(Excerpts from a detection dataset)
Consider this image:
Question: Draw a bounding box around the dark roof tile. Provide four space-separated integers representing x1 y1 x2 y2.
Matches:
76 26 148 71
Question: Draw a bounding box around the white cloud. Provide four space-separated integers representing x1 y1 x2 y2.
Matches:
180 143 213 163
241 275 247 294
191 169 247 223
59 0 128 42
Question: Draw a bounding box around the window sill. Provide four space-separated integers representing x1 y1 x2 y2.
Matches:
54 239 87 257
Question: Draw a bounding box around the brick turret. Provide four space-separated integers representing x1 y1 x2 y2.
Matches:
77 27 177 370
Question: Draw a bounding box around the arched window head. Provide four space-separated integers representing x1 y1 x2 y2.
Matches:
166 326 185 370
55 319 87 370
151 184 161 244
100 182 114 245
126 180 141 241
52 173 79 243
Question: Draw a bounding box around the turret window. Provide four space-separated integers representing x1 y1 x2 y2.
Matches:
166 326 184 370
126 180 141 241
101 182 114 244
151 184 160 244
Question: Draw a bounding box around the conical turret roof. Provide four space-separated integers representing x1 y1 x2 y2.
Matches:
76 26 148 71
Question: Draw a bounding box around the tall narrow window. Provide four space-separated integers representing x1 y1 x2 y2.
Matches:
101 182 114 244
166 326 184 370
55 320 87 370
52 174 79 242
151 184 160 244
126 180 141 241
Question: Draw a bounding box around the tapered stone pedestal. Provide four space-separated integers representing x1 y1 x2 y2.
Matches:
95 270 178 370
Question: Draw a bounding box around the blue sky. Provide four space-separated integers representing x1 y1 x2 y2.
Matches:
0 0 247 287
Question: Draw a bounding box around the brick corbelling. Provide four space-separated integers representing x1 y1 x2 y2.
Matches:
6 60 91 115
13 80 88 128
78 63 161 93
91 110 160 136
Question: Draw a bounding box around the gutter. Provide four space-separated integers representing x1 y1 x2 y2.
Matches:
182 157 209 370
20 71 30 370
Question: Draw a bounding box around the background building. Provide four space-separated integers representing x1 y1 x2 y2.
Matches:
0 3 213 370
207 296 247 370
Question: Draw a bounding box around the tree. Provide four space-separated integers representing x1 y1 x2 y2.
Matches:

- Given task -
Copy every one of the entries above word for word, with each line in its original order.

- Task result -
Consider this image:
Question: Draw a bounding box around the dark roof tile. Provide four space-separated integers representing x1 y1 x2 y2.
Matches:
76 26 148 71
Question: Draw a bounding box around the white cloud. Provide four space-separated integers representing x1 y1 x2 y2.
Matches:
180 143 213 163
241 275 247 294
191 169 247 223
59 0 128 42
Question: Draw a bounding box around the window sill. Provide four space-separated integers representing x1 y1 x2 y2.
Matches:
54 239 87 257
Question: Draw a bounding box around the brick turret. Provide four space-separated integers representing x1 y1 x2 y2.
Matches:
77 27 177 370
Question: Draw a bounding box around the arched window head. Provide four space-separated integers representing x1 y1 x2 y2.
Matches:
166 326 185 370
55 319 87 370
151 184 161 244
100 182 114 245
126 180 141 241
52 173 79 243
Question: Draw a bounding box around the turret window. Provide four space-separated integers representing x1 y1 x2 y2.
Matches:
166 326 184 370
126 180 141 241
101 182 114 244
151 184 160 244
Question: Draw a bounding box around the conical turret roof. Provide four space-separated integers representing x1 y1 x2 y2.
Matches:
76 26 148 71
Question: Draw a bounding box around the tall narrow window. Provide four space-separated integers representing x1 y1 x2 y2.
Matches:
101 182 114 244
166 326 184 370
55 320 87 370
52 174 79 242
151 184 160 244
126 180 141 241
Question: Draw a bounding box around the tapered stone pedestal. Provide four space-separated integers representing x1 y1 x2 y2.
Matches:
95 270 178 370
Question: Draw a bounding box around the blue sky. Provide four space-separated integers representing x1 y1 x2 y2.
Matches:
0 0 247 287
Question: Draw a bounding box around the brick corbelling. Provide four space-separated integers representing x1 y1 x2 y2.
Matches:
6 60 91 115
13 80 88 128
78 63 161 93
91 110 160 136
Question: Draw a bounding box around the gutter. Provide four space-separated integers representing x1 y1 x2 y2.
Matches:
182 157 209 370
20 71 30 370
Question: Draw a bounding box around the background building. Provide four space-separated integers representing x1 y1 x2 y2.
Matches:
0 3 213 370
207 296 247 370
Question: Draw a bounding box around the tree. Provide four space-separated integers representing x1 y1 x2 y2.
Matches:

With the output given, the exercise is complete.